Tasks to perform.
(1) In the piece on Ministry of Defence school fee subsidies, how much did Eton, Harrow and Gordonstoun receive last year under the scheme?
(2) Pick up the discussion of Ministry of Defence school fee subsidies where it stops and write what comes next.

Text extract.
>>>>>

Elite schools such as Eton, Harrow and Gordonstoun alone received nearly £2 million last year, under a Ministry of Defence scheme which helps servicemen and women pay school fees.

It’s a standard part of military pay, and has been for generations.

The MoD wants to be able to pick up units and place them in various places around the world at will. Thus is subsidises the British education of British children in the British school system. The alternative is to have schools up to A level standard on every base around the world that families might get posted to. Quite possibly the more expensive option.

There’s a useful way at kicking back at those who would dismantle this system. Just point out that the Diplomatic corps gets a better (more of the fees are paid) deal than the military and just watch the FCO quash any attempt to end the system.

37 thoughts on “Yes, and?”

  1. I would note that it is no longer a “standard part of military pay”. Although you can still get “Continuity of Education Allowance”, it is now much more difficult both to qualify for and, unlike in the past, you need to remain in a qualifying position to keep it.

    I believe that, historically, the children just needed to remain at the same school (age-related changes were automatically approved) and you merely needed to remain eligible for deployed roles.

  2. So Much For Subtlety

    For f**ks sake. It is hard enough to get decent officers for the Army. Insisting that we screw their children over is not going to help.

    And screw the FCO. It is not as if they are on our side anyway. But there is no evidence that we are getting higher quality there than, say, the BBC. Most FCO bods I meet would make pretty good middle ranking journalists.

    The question is what do multinationals pay for their employee’s children? If they are not ensuring a decent education, I assume it would be hard to get decent employees. Especially for those in mid-career who have teenage children.

  3. Multinationals typically pay for private school where the employee is sent – hence International Schools all over the place. The US has small-town-USA army bases all over the world with schools and bowling alleys and movie theatres. Just different ways of achieving the same thing. The multinationals are figuring out how much it all costs, though, and cutting right back. I remember GE doing the maths in the 90’s and realising they had about a thousand expats in the system at an average cost of about $1 million each (in addition to ordinary salary and bonus) in housing, tax, cost-of-living, school and travel subsidies. Big numbers.

    246 million is 10,000 children in boarding school, maybe? so under 5,000 officer parents? Probably cheaper than building schools in Stanley and Belize and Akrotiri.

  4. So Much For Subtlety

    By the way, £2 million for Eton, Harrow and the rest of them means about 100 children at current school fee levels. At least I think so. Eton is over £25,000 a year now?

    I don’t think that is enough. I think that all the children of officers, especially those serving overseas, should be able to go to Eton if they want.

<<<<<

Provided data.

>>>>>

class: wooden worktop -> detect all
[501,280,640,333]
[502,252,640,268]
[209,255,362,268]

<<<<<

Results for each task.
(1) Nearly £2 million.

(2)
    However it is not unreasonable. There are over 80,000 soldiers in the Army. That works out at about £3,000 per soldier. I would assume most of them have children at some point in their enlistment. That is so low, it can’t be what they are complaining about.

    There are about 15,000 officers in the Army. That is about, what?, £17,000 per officer? That seems more reasonable. I don’t see why anyone would object to that.

    The thing is that it must include the Navy and Air Force too. A lot more officers. Say £5,000 per officer. Come on, this is a bargain.

    The real scandal is that there is about one officer for every 5.5 or so soldiers. Getting to be Third World stuff really.

  5. One alternative would be to massively expand state boarding provision – but that would be pitched as “pushy middle class war mongering bastards are stealing boarding provision from working class kids trying to escape a life of cotton gins and chimney sweeping”

  6. @Meissen – rich bastards send their children there using money they’re literally torn from the hands of starving working class orphans, therefore it’s elite.

    The freelance journo who wrote it is a final year student at Oxford, which clearly is NOT elite because ummm because Reasons that’s why no you shut up

  7. It’s pretty obviously the case that someone deployed abroad needs to have their kids in boarding school.

    The objection from the left is that they don’t believe that private schools should exist, and therefore the state subsidising them is wrong – and there should be state boarding schools instead.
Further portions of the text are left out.